WHAT NEEDS TO BE DONE:
Reproduce each line of the entries that carries "statue".

[Natural language region descriptions]
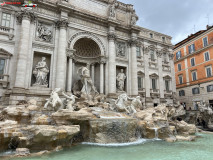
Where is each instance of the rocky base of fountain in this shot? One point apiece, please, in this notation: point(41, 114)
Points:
point(29, 128)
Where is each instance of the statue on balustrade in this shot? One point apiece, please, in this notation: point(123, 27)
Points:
point(86, 80)
point(40, 72)
point(121, 77)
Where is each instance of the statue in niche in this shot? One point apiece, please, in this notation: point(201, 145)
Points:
point(121, 49)
point(40, 72)
point(121, 77)
point(44, 33)
point(112, 11)
point(54, 101)
point(86, 80)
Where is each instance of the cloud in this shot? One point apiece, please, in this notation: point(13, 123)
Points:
point(176, 18)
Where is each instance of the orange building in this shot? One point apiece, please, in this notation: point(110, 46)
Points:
point(193, 59)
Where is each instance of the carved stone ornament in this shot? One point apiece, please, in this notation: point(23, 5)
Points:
point(111, 36)
point(121, 49)
point(25, 14)
point(44, 33)
point(62, 23)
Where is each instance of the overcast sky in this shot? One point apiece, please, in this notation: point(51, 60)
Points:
point(176, 18)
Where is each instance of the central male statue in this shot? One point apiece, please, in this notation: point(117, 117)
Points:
point(88, 85)
point(120, 80)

WRITTEN ANSWER:
Where is each instance of the statue on balustrade in this shot? One point apiece, please, in this notation: point(123, 27)
Where is each instance of the statue in niche in this shot? One point apiece, please, in this notation: point(201, 145)
Where is each instance of the central male statue in this shot? One point apiece, please, in this notation: point(117, 117)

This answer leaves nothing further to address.